▸ **WORK ORDER**: Set each line of the data down exactly, please.

===== GIVEN ENTRIES =====

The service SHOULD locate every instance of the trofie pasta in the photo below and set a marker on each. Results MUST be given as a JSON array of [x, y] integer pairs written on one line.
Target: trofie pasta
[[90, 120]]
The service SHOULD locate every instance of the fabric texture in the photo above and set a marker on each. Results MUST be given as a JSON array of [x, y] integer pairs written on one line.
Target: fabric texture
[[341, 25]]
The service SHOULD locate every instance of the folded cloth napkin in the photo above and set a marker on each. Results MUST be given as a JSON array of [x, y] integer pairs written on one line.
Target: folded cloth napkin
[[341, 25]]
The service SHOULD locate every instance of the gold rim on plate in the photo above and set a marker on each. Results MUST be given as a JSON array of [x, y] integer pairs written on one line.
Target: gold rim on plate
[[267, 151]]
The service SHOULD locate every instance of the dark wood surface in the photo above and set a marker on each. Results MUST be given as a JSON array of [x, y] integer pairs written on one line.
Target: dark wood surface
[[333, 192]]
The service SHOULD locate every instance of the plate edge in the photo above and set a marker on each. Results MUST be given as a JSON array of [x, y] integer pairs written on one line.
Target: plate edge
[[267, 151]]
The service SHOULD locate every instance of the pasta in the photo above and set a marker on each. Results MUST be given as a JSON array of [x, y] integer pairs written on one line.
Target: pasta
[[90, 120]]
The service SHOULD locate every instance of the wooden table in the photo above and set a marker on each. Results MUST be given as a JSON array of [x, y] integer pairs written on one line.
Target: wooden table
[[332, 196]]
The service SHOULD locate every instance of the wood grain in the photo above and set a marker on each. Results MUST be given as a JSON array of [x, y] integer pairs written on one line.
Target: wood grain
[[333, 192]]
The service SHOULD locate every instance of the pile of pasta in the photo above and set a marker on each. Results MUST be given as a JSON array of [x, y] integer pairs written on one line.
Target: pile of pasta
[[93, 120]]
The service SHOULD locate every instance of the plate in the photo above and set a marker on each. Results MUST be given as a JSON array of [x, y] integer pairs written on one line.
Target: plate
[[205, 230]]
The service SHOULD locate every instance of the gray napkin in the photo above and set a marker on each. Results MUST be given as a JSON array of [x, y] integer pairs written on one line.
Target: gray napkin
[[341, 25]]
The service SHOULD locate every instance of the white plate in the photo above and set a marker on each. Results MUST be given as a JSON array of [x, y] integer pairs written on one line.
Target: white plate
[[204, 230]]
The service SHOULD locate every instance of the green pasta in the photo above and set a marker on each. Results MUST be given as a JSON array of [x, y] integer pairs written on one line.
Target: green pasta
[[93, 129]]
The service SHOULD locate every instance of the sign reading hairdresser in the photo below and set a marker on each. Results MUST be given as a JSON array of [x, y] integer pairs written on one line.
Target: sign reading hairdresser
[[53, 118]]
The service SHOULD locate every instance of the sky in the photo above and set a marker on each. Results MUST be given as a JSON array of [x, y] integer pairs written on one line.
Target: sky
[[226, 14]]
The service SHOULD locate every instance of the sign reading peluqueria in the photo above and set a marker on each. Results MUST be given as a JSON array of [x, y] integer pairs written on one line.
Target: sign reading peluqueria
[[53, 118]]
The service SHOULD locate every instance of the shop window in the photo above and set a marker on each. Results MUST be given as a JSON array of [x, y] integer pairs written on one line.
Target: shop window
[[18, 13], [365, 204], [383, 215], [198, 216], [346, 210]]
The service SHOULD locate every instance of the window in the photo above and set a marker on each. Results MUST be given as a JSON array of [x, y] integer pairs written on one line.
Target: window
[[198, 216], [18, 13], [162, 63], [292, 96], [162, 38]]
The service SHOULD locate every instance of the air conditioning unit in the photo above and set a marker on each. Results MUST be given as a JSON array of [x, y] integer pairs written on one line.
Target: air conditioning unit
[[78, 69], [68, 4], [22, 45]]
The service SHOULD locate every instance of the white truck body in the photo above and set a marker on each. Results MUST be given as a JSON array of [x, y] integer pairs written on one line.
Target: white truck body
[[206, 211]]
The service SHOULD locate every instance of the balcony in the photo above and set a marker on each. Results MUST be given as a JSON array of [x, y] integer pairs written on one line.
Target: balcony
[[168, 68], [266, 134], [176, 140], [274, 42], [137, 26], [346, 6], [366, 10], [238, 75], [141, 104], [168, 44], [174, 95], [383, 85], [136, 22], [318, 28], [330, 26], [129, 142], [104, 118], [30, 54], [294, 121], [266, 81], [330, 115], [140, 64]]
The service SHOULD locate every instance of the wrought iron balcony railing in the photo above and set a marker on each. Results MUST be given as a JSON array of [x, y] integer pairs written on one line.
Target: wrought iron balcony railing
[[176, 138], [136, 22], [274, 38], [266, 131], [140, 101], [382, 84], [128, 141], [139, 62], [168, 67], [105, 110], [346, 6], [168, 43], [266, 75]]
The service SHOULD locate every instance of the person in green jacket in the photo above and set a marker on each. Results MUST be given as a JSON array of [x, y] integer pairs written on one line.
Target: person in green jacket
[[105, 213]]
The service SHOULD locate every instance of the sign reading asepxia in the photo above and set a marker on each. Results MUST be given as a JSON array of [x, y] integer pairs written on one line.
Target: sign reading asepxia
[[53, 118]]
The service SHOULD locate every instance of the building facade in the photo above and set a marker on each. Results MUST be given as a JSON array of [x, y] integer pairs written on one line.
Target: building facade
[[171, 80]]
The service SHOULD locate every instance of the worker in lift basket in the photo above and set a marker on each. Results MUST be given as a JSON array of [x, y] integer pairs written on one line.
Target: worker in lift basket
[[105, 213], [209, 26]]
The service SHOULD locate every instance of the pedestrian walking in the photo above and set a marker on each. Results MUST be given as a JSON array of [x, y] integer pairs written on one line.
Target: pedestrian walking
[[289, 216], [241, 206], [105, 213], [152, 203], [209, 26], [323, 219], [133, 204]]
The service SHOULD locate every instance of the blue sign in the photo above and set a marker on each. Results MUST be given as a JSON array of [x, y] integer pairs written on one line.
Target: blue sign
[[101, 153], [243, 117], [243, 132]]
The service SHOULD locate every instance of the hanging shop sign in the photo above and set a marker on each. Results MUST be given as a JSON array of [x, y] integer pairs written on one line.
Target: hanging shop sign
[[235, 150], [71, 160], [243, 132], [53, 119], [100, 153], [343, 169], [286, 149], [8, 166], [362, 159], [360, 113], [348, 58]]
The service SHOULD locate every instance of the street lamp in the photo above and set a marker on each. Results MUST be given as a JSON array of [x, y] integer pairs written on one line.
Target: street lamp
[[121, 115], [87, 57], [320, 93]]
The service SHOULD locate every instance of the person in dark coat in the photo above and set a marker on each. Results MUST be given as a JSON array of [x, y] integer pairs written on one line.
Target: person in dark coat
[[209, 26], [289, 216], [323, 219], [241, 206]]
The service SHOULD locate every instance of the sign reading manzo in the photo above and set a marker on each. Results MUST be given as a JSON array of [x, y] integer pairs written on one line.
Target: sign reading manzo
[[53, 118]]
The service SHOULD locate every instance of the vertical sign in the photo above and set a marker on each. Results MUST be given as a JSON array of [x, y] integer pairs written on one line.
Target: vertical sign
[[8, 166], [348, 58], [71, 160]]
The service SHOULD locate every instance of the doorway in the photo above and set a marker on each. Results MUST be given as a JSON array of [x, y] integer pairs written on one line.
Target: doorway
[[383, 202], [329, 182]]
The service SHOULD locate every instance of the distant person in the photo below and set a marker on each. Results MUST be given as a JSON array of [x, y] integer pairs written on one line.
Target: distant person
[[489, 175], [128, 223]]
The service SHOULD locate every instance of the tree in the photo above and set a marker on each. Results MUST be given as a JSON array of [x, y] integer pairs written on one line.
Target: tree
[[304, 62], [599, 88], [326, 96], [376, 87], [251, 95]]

=====

▸ **RESPONSE TO THIS EXERCISE**:
The service SHOULD locate every instance of the trofie pasta in the photo below and set a marker on each. Results MUST be given as a JSON array of [x, y] integer pairs written on one line.
Target: trofie pasta
[[90, 120]]
The service SHOULD locate every instance of the fabric texture in the photo above and set a marker on each. Results MUST be given as a JSON array of [x, y] integer pairs written on one line.
Target: fabric texture
[[341, 25]]
The service SHOULD locate every instance of the folded cloth napkin in the photo above and set a marker on each. Results MUST be given as a JSON array of [x, y] integer pairs written on one line.
Target: folded cloth napkin
[[341, 25]]
The service SHOULD locate every instance of the gold rim on plate in the photo above and set a marker on each. Results MUST be given as a JSON array of [x, y] integer pairs written on one line.
Target: gold rim on plate
[[267, 151]]
The service SHOULD locate every instance of the dark wood surface in the photo above and set a marker on each. Results MUST be given as a JSON array of [x, y] integer pairs written on one line.
Target: dark wood surface
[[333, 192]]
The service SHOULD locate every instance of the plate edge in the photo above and set a marker on each. Results MUST be given as a JSON array of [x, y] integer pairs written on one line.
Target: plate edge
[[267, 151]]
The service SHOULD locate every instance of the pasta in the photo above and set a marker on each. Results MUST be given as a JSON array of [x, y] integer pairs written on one line.
Target: pasta
[[90, 120]]
The service SHOULD locate every instance of the wooden table in the photo above and set a marker on each. Results MUST be given as a JSON array of [x, y] integer pairs written on one line.
Target: wooden table
[[332, 196]]
The service SHOULD locate every instance of the wood grain in the photo above and set a marker on each. Results MUST be given as a JSON array of [x, y] integer pairs written on one line.
Target: wood grain
[[333, 192]]
The service SHOULD locate every instance of the pile of pasta in the photo above and set a marker on each. Results MUST be given as a JSON array of [x, y] integer pairs written on one line.
Target: pile of pasta
[[93, 120]]
The service SHOULD locate every instance of the plate in the photo above and set a marker on each. Results MUST be given as a JSON array of [x, y] integer pairs written on one line.
Target: plate
[[205, 230]]
The service SHOULD locate every instance of the gray napkin in the photo above and set a marker on each. Results MUST be given as a JSON array of [x, y] integer pairs written on one line.
Target: gray napkin
[[341, 25]]
The service SHOULD locate every instance of the white plate in the photo above and set a marker on each. Results MUST be given as a JSON array of [x, y] integer pairs written on one line.
Target: white plate
[[204, 230]]
The service SHOULD locate every instance of the green pasta in the photo above and set a marker on each. Results MUST be given as a JSON array of [x, y] integer pairs written on one line.
Target: green pasta
[[93, 129]]
The service SHOULD locate every instance of the sign reading hairdresser in the photo below and set a marker on each. Results MUST be given as a JSON array of [x, y] integer pairs written on one line.
Target: sign reading hairdresser
[[53, 118]]
The service SHOULD locate every instance of the sky in the photo above and set a marker on each. Results MUST be given as a JSON array of [x, y] integer pairs written on one line.
Target: sky
[[226, 14]]
The service SHOULD locate every instance of the sign reading peluqueria in the photo above and set a marker on each. Results MUST be given as a JSON array of [x, y] integer pairs written on one line.
Target: sign reading peluqueria
[[53, 118]]
The service SHOULD locate every instance of the shop window in the photo above and set a marker on each. Results MUST be given as a JSON array of [x, y] integer pairs written on one line.
Target: shop window
[[18, 13], [365, 204], [383, 215], [198, 216], [346, 210]]
The service SHOULD locate every instance of the window in the photo above and set a marker on each. Results MUST be given as a JSON array of [x, y] integer pairs written on one line.
Target: window
[[198, 216], [18, 13], [162, 63], [292, 96], [162, 38]]
The service SHOULD locate every instance of the air conditioning unit in the photo above and set a marker on each. Results MUST be given as a JSON array of [x, y] integer pairs written on one line.
Target: air conditioning unit
[[78, 69], [68, 4], [22, 45]]
The service SHOULD locate every instance of the white truck body in the photo above and set a marker on each. Results MUST be given as a JSON array of [x, y] integer pairs written on one line.
Target: white truck body
[[206, 211]]
The service SHOULD locate every instance of the balcony in the photo above and set a marker on each. Results MUST be given as a JSON array of [x, y] integer pairs written on one line.
Target: balcony
[[168, 68], [266, 134], [176, 140], [274, 42], [137, 26], [346, 6], [366, 10], [238, 75], [141, 104], [168, 44], [174, 95], [383, 85], [136, 22], [318, 28], [330, 26], [129, 142], [104, 118], [30, 54], [294, 121], [266, 81], [330, 115], [140, 64]]
The service SHOULD locate every instance of the wrought iron balcony railing in the photo above and set a marker on each. Results MUST be given as a JSON array of [x, y] integer pairs written on one line.
Target: wrought iron balcony railing
[[176, 138], [136, 22], [274, 38], [266, 131], [140, 101], [382, 84], [128, 141], [139, 62], [168, 67], [105, 110], [346, 6], [168, 43], [266, 75]]
The service SHOULD locate every instance of the person in green jacket in the photo above and set a marker on each. Results MUST be given as a JSON array of [x, y] integer pairs written on one line.
Target: person in green jacket
[[105, 213]]
The service SHOULD locate every instance of the sign reading asepxia in the photo above and set a marker on each. Results MUST be given as a JSON array of [x, y] integer pairs written on one line.
Target: sign reading asepxia
[[53, 118]]
The service SHOULD locate every instance of the building facade in the photo above and set a marker on each. Results MUST be given as a JSON array of [x, y] integer pairs written on one line.
Target: building facade
[[171, 80]]
The service SHOULD locate every instance of the worker in lift basket in the photo above and set a marker on each. Results MUST be given as a JSON array of [x, y] integer pairs written on one line.
Target: worker in lift basket
[[105, 213], [209, 26]]
The service SHOULD locate every instance of the pedestrian walking in the photo above and set a marker on each. Results MUST be given as a JSON array of [x, y] integer pairs written on one line.
Target: pedestrian walking
[[289, 216], [241, 206], [105, 213], [152, 203], [209, 26], [323, 219], [133, 204]]
The service SHOULD locate every instance of the blue sign in the photo above and set a marker on each. Results MUST be given as a JSON array of [x, y] integer pairs written on one line.
Target: blue sign
[[101, 153], [243, 117], [243, 132]]
The service SHOULD locate every instance of the hanging shop sign in the photo above and set a marker on each. Results MUST be given as a JSON array of [x, y] integer pairs written on one line.
Target: hanging shop sign
[[235, 150], [71, 160], [243, 132], [53, 119], [100, 153], [343, 169], [286, 149], [8, 166], [362, 159], [360, 113], [348, 58]]
The service SHOULD locate every instance of the street lamp in the photo above and set a marker on each. Results MUST be given as a JSON array of [x, y] integer pairs written on one line.
Target: street lamp
[[121, 115], [87, 57], [320, 93]]
The service SHOULD locate every instance of the person in dark coat in the photo above and set a marker on each. Results MUST be given as a JSON array of [x, y] integer pairs written on one line.
Target: person in dark coat
[[209, 26], [289, 216], [323, 219], [241, 206]]
The service SHOULD locate every instance of the sign reading manzo in the photo above and set a marker on each. Results MUST be given as a JSON array of [x, y] integer pairs written on one line.
Target: sign reading manzo
[[53, 118]]
The service SHOULD locate every instance of the vertical sign in the photo above and set a marker on each. Results MUST be given as a JSON array of [x, y] integer pairs written on one line.
Target: vertical sign
[[8, 166], [348, 58], [71, 160]]
The service SHOULD locate every instance of the doorway in the photo above and set a marker on each. Results MUST be given as a JSON array of [x, y] integer pairs written on one line.
Target: doorway
[[383, 202], [329, 182]]
The service SHOULD locate every instance of the distant person in the photo below and set a marker on each. Results MUST be given as a JSON array of [x, y] integer pairs written on one line.
Target: distant person
[[489, 175], [128, 223]]
The service SHOULD locate every instance of the tree in the photo above and set a marker on each. Results MUST be given as a JSON array of [x, y] integer pairs written on one line.
Target: tree
[[304, 62], [599, 88], [326, 96], [376, 87], [251, 95]]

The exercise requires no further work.